Make an exact copy of all the entries below, with the pictures left out.
□ □ □ □
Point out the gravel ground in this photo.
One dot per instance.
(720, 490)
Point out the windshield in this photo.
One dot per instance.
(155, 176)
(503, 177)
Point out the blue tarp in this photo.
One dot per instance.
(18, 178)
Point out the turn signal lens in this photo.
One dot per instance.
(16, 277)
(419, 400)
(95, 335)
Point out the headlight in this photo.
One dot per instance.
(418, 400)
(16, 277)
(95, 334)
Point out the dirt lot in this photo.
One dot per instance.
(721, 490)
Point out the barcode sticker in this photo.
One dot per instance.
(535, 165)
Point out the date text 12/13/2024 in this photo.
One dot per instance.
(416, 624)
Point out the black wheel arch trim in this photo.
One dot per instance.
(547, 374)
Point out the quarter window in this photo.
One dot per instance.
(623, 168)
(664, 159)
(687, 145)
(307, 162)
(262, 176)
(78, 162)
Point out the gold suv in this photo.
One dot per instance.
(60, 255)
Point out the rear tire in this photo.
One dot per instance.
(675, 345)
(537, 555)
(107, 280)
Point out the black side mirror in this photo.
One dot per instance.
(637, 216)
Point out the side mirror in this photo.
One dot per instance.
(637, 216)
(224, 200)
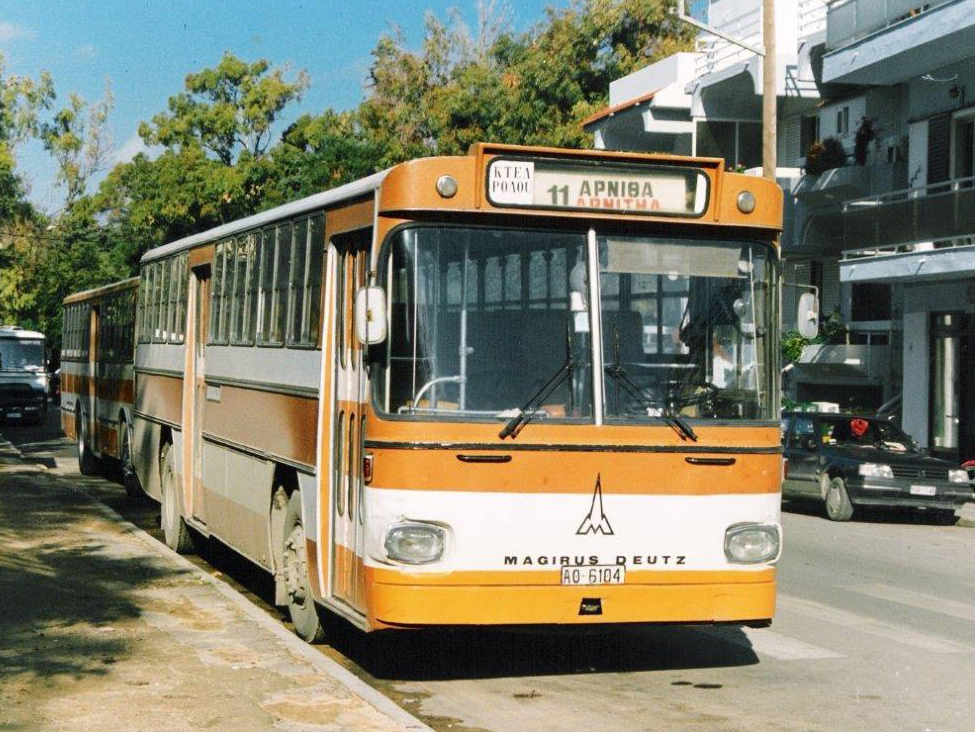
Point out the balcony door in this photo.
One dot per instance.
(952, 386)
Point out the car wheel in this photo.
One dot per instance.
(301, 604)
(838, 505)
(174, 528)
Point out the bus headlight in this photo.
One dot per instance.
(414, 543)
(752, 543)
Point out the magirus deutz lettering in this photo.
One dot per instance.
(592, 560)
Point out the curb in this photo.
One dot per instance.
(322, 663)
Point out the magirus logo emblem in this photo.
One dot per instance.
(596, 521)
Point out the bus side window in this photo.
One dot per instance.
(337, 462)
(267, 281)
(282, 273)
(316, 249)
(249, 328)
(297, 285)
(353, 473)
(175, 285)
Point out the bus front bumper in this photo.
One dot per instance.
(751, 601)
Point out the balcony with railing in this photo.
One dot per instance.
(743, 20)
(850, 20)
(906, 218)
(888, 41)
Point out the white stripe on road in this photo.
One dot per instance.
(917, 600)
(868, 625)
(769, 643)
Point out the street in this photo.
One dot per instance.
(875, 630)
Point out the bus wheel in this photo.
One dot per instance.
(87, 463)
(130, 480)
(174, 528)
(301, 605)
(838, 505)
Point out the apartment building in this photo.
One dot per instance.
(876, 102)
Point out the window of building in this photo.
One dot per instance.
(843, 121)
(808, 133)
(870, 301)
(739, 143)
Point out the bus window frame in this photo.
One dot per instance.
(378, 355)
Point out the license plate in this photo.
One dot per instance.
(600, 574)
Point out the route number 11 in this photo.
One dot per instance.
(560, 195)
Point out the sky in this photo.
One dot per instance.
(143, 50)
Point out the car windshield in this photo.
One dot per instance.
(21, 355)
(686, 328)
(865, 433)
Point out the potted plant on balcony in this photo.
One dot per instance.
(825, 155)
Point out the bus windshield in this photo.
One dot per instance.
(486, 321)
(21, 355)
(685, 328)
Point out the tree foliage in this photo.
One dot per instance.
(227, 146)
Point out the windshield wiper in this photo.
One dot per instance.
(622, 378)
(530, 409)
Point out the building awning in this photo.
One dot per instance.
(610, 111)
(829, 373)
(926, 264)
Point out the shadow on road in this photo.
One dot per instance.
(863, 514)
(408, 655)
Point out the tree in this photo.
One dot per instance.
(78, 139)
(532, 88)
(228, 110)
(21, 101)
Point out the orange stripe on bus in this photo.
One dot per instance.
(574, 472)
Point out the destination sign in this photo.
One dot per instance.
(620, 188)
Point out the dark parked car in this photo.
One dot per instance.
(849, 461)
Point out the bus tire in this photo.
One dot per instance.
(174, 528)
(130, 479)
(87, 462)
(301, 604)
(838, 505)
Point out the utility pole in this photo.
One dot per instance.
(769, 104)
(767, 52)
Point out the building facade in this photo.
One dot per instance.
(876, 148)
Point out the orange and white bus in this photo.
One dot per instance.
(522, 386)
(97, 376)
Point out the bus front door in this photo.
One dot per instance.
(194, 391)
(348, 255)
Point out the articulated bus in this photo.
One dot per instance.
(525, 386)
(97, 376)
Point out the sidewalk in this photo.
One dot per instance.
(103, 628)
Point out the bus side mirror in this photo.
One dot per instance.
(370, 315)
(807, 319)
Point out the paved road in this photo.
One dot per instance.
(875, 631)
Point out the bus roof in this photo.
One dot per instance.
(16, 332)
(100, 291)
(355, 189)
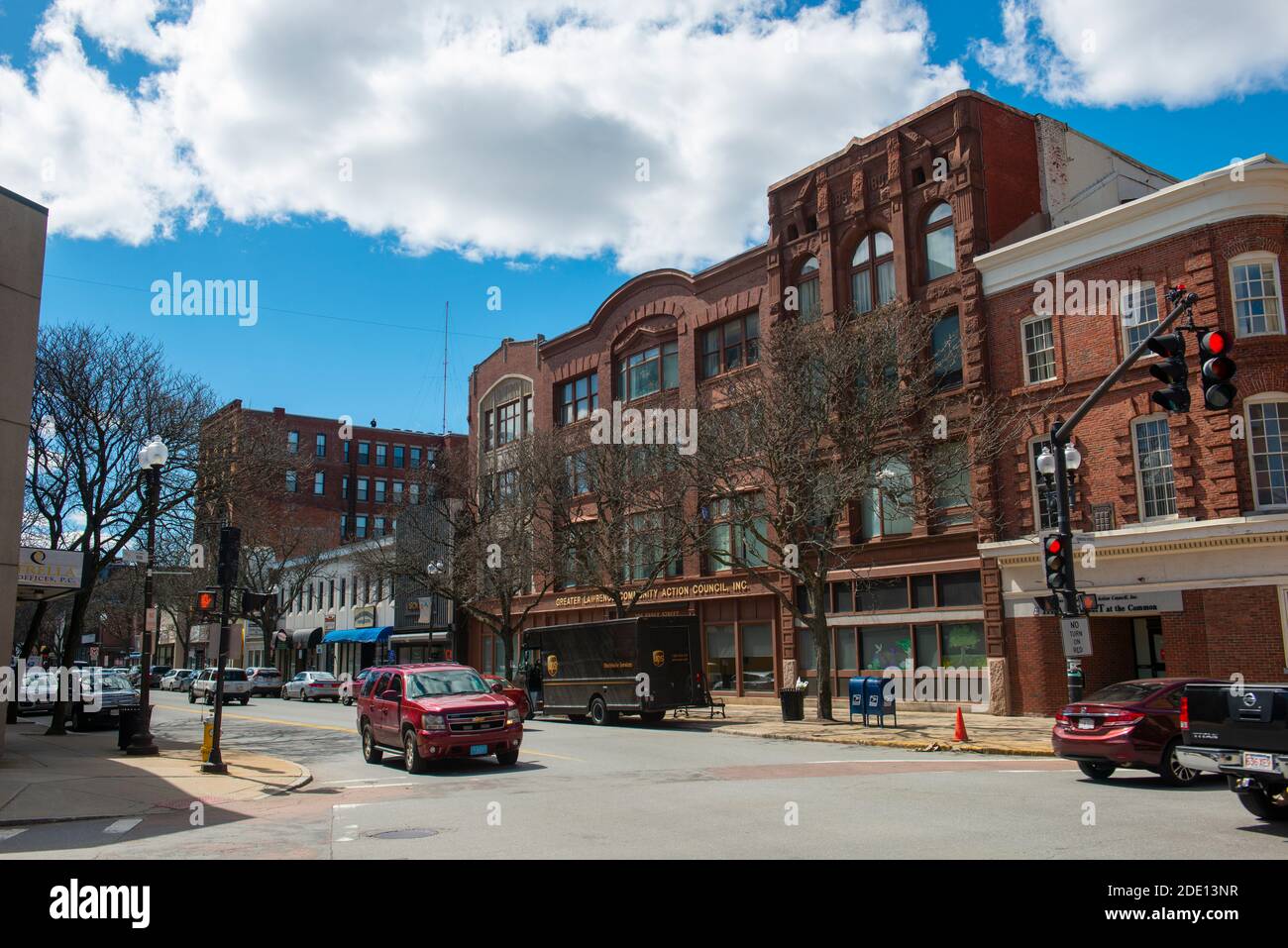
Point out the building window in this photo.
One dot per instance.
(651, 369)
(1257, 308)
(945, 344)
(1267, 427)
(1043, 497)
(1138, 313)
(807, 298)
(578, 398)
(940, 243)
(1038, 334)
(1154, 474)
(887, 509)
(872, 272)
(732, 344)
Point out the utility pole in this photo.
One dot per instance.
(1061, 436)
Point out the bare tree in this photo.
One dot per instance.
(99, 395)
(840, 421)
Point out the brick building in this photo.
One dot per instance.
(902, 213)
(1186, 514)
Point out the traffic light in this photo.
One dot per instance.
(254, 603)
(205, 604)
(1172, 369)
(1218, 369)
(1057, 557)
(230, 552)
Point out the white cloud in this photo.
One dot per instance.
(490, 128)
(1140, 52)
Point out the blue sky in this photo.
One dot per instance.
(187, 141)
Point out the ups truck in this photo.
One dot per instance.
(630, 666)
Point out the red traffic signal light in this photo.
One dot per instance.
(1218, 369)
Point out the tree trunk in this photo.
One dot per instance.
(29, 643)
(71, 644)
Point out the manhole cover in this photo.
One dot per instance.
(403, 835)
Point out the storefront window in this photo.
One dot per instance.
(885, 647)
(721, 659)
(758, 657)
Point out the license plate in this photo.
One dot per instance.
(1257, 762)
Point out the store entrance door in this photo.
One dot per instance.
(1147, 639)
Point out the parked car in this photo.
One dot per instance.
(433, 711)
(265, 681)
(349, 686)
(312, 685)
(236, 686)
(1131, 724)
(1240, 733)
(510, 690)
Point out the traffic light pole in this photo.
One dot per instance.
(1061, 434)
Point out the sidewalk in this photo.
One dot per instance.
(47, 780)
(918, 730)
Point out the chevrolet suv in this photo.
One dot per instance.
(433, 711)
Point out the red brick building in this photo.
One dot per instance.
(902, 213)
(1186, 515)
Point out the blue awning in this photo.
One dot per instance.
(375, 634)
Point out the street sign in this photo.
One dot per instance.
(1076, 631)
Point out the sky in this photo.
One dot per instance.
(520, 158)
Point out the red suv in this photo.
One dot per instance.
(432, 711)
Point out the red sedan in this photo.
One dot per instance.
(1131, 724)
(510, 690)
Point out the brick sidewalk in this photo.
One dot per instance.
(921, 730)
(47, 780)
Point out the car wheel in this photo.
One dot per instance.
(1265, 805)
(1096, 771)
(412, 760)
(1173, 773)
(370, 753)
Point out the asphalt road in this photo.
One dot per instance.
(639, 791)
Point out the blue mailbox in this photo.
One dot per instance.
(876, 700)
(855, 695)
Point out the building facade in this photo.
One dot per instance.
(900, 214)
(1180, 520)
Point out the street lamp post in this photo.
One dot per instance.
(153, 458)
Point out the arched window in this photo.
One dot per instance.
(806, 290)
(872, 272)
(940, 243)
□ □ □ □
▸ **WRITTEN SOLUTION**
Point out the gravel ground in this photo.
One dot per instance.
(720, 490)
Point out the windshield in this photo.
One dot per instance.
(155, 176)
(503, 177)
Point out the blue tarp in this photo.
One dot per instance.
(18, 178)
Point out the turn signal lens in this photo.
One dot per instance.
(16, 277)
(419, 400)
(95, 335)
Point out the headlight in this photo.
One dot per instance.
(418, 400)
(16, 277)
(95, 334)
Point out the dirt lot in this photo.
One dot per instance.
(721, 490)
Point out the barcode sticker in this photo.
One dot per instance.
(535, 165)
Point out the date text 12/13/2024 in this photo.
One dot per instance.
(416, 624)
Point out the black wheel arch trim in this photo.
One dot per instance.
(547, 374)
Point out the quarter window in this photo.
One dot per instance.
(623, 168)
(664, 159)
(687, 145)
(307, 162)
(262, 176)
(78, 162)
Point out the gold suv in this photo.
One dot per instance.
(60, 255)
Point out the rear tire in this photo.
One dot per instance.
(675, 345)
(537, 555)
(107, 280)
Point out the black side mirror in this photo.
One dot per instance.
(637, 216)
Point out the side mirror in this photo.
One dot per instance.
(637, 216)
(224, 200)
Point out the balcony door in this photo.
One dot per instance.
(952, 386)
Point out the car wheel in this photo.
One dot per instance.
(301, 604)
(838, 505)
(174, 528)
Point out the bus headlight in this photo.
One dot per instance.
(414, 543)
(752, 543)
Point out the magirus deutz lettering in this photo.
One dot per instance.
(592, 560)
Point out the curb in this photo.
One dot per instance.
(322, 663)
Point out the magirus logo emblem in this photo.
One dot per instance.
(596, 521)
Point out the bus side window in this photo.
One dot per instance.
(337, 462)
(267, 281)
(282, 273)
(316, 249)
(249, 328)
(297, 285)
(353, 473)
(175, 285)
Point out the bus front bumper in this photo.
One dot per instance.
(751, 601)
Point out the balcony with railing in this photo.
One dot per instance.
(743, 20)
(850, 20)
(906, 218)
(888, 41)
Point out the white stripe on road in this photo.
One dot per instance.
(917, 600)
(868, 625)
(769, 643)
Point out the street in this photo.
One dot per instance.
(875, 630)
Point out the bus wheel in this photo.
One dot per instance.
(87, 463)
(130, 480)
(174, 528)
(301, 605)
(838, 505)
Point out the apartment building in this photo.
One dot per instance.
(876, 102)
Point out the window of building in this photo.
One dot per instance.
(843, 121)
(808, 133)
(870, 301)
(739, 143)
Point out the bus window frame in this photo.
One dot per instance.
(378, 355)
Point out the license plate in this photo.
One dot per instance.
(600, 574)
Point out the route number 11 in this photo.
One dot per instance.
(560, 195)
Point out the sky in this photo.
One dot per instance.
(143, 50)
Point out the car windshield in this photo.
One dot per instance.
(21, 355)
(686, 328)
(865, 433)
Point out the potted plant on balcony in this photo.
One dot per instance.
(825, 155)
Point out the bus windshield in this photo.
One dot per instance.
(486, 321)
(21, 355)
(685, 328)
Point out the tree foliage in this photo.
One dot per instance.
(227, 146)
Point out the windshield wiper in this photo.
One dot per instance.
(622, 378)
(530, 409)
Point out the building awning in this photo.
One dot per instance.
(610, 111)
(829, 373)
(926, 264)
Point out the shadow on road in this photo.
One dot per instance.
(863, 514)
(408, 655)
Point out the tree in this photo.
One dot per instance.
(78, 139)
(532, 88)
(228, 110)
(21, 101)
Point out the orange stripe on bus in this photo.
One dot per instance.
(574, 472)
Point out the destination sign in this photo.
One dot per instance.
(620, 188)
Point out the dark parked car in this photo.
One dot per instance.
(849, 461)
Point out the bus tire in this photo.
One dot per instance.
(174, 528)
(130, 479)
(87, 462)
(301, 604)
(838, 505)
Point out the utility pole in this photo.
One dot per instance.
(769, 104)
(767, 52)
Point out the building facade in this photo.
One dot per instance.
(876, 148)
Point out the orange and white bus in this photo.
One dot per instance.
(522, 386)
(97, 376)
Point out the bus front door in this photo.
One dot per instance.
(194, 391)
(348, 255)
Point out the articulated bus in this photo.
One dot per instance.
(525, 386)
(97, 376)
Point out the sidewalk in this photo.
One dot per instance.
(103, 628)
Point out the bus side mirror in this photo.
One dot per instance.
(370, 315)
(807, 319)
Point out the paved road in this photo.
One dot per instance.
(875, 631)
Point out the bus roof in this photo.
One dot per instance.
(16, 332)
(100, 291)
(355, 189)
Point out the building window in this photo.
One dot per instance.
(651, 369)
(1257, 308)
(945, 344)
(1267, 427)
(1043, 497)
(1138, 313)
(807, 298)
(578, 398)
(940, 243)
(1038, 334)
(1154, 474)
(887, 509)
(872, 272)
(732, 344)
Point out the utility pole in this photo.
One dot per instance.
(1061, 436)
Point out the bare tree in this photo.
One dot per instance.
(99, 395)
(840, 421)
Point out the brick building in this photo.
One dot per instance.
(902, 213)
(1186, 514)
Point out the traffic light in this photo.
One dot per instance.
(254, 603)
(205, 604)
(1172, 369)
(1218, 369)
(1057, 557)
(230, 552)
Point out the white cloud in this photo.
One dot per instance.
(490, 128)
(1140, 52)
Point out the blue sky in this photo.
One dot per instance.
(187, 141)
Point out the ups truck in this photo.
One dot per instance.
(630, 666)
Point out the red traffic signal light in this photo.
One dot per instance.
(1218, 369)
Point out the tree trunk in this photo.
One dot per instance.
(29, 643)
(71, 644)
Point out the manhole cover in this photo.
One dot per instance.
(403, 835)
Point out the storefront window in this photo.
One dot per instance.
(885, 647)
(721, 659)
(758, 657)
Point out the license plate in this photo.
One dot per instance.
(1257, 762)
Point out the store entrance door in this photo.
One dot per instance.
(1147, 639)
Point out the parked car in this photo.
One dot per instance.
(433, 711)
(265, 681)
(349, 686)
(312, 685)
(236, 686)
(1131, 724)
(1240, 733)
(510, 690)
Point out the traffic light pole in this photo.
One dot per instance.
(1061, 434)
Point out the sidewalk in this photo.
One dot per instance.
(47, 780)
(918, 730)
Point out the chevrolet suv in this photo.
One dot per instance.
(433, 711)
Point out the red brick building in this photo.
One dot per instance.
(902, 213)
(1186, 515)
Point out the blue awning in this photo.
One dot per instance.
(375, 634)
Point out the street sign in this photo.
One dot per instance.
(1076, 631)
Point out the sky in this photo.
One dot per instance.
(520, 158)
Point out the red suv in this photo.
One dot per instance.
(432, 711)
Point out the red sedan in this photo.
One dot per instance.
(1131, 724)
(510, 690)
Point out the brick sidewalk in this photo.
One dot per instance.
(921, 730)
(47, 780)
Point out the car wheel in this photo.
One dot per instance.
(1265, 805)
(1096, 771)
(412, 760)
(1173, 773)
(370, 753)
Point out the asphalt road in this photo.
One dot per instance.
(639, 791)
Point out the blue mailbox in this photo.
One dot per instance.
(876, 700)
(855, 695)
Point out the building facade in this photo.
One dot per instance.
(900, 214)
(1180, 520)
Point out the street lamp post in this photo.
One dot per instance.
(153, 458)
Point out the arched window in this photo.
One dot per instance.
(806, 290)
(872, 272)
(940, 243)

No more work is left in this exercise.